Collect every line of the items below that contains the string "handle", copying each line in full. Treat case as significant when matching.
#### DATA SHOWN
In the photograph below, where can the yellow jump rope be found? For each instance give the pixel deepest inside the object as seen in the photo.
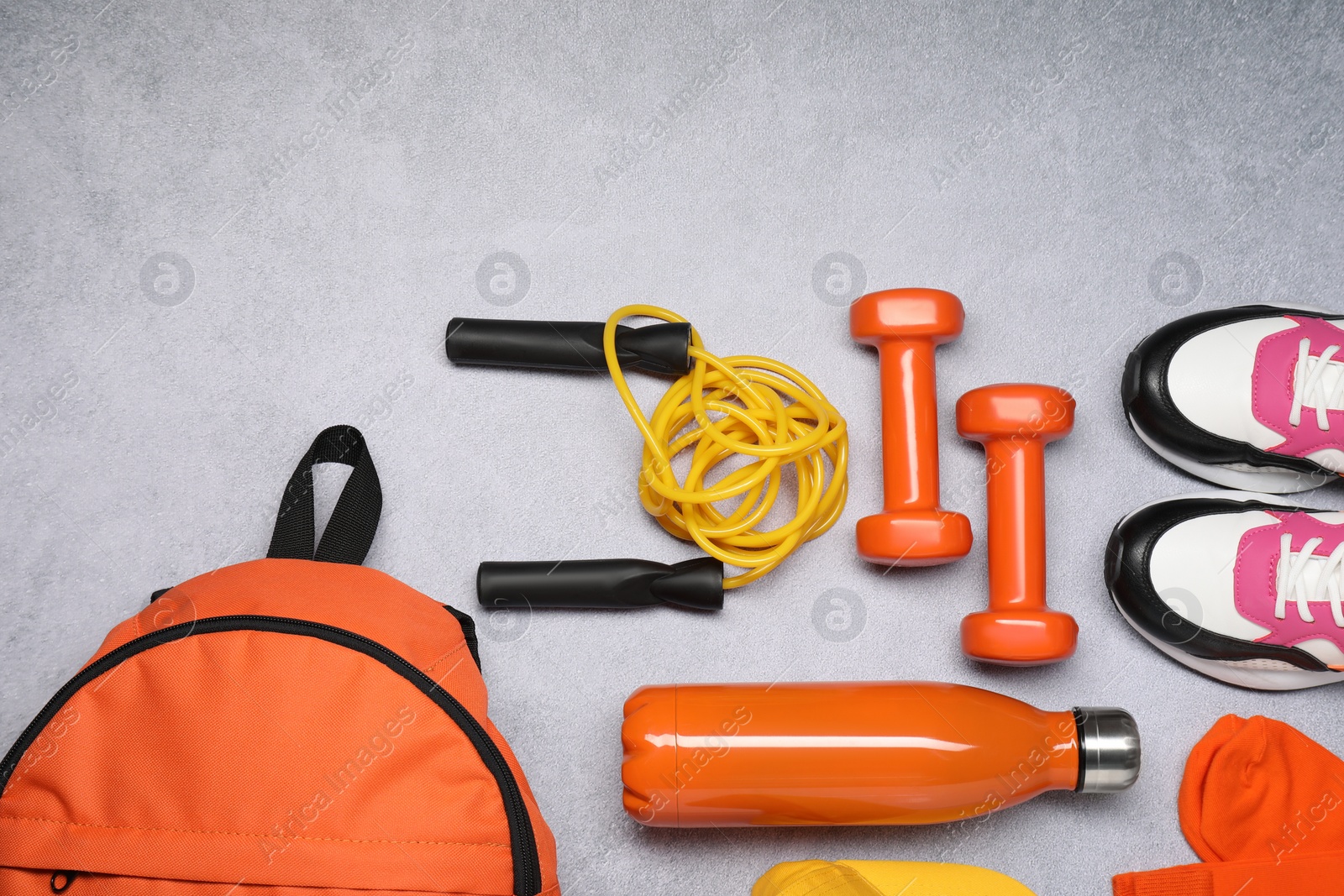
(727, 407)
########
#### DATA SHOWN
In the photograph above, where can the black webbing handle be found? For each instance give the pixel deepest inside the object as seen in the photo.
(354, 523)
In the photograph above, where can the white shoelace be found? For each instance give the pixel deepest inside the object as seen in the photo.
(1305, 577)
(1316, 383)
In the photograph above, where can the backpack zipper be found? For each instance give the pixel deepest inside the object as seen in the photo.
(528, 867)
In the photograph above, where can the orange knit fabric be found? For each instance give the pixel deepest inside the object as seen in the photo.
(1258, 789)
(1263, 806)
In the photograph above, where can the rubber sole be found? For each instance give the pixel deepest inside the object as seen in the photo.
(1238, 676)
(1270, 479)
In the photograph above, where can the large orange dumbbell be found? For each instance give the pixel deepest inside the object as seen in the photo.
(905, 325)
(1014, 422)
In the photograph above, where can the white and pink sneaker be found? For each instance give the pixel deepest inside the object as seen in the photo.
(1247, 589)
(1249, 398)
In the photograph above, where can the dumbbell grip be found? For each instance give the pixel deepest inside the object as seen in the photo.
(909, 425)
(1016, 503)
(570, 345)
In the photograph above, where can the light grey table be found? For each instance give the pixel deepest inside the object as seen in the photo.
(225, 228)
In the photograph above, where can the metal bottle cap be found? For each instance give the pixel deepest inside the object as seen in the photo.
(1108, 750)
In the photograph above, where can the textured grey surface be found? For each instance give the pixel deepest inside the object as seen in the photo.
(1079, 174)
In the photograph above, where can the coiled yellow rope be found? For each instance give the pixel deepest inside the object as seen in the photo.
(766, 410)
########
#### DATA SHOWN
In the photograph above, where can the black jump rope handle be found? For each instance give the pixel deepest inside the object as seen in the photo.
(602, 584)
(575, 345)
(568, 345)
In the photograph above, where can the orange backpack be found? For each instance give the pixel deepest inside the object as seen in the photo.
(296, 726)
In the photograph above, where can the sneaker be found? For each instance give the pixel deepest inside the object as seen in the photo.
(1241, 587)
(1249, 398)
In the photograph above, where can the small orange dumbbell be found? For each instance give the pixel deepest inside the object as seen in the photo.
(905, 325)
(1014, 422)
########
## WRITTEN RESPONSE
In the photograph above, where can the black webbing handle be found? For each instance give the pixel deepest inside the object as seen in the photo.
In the photograph above, where can the black jump rope handle be found? For each instance give the pixel deepest inside the object as seen in the photo.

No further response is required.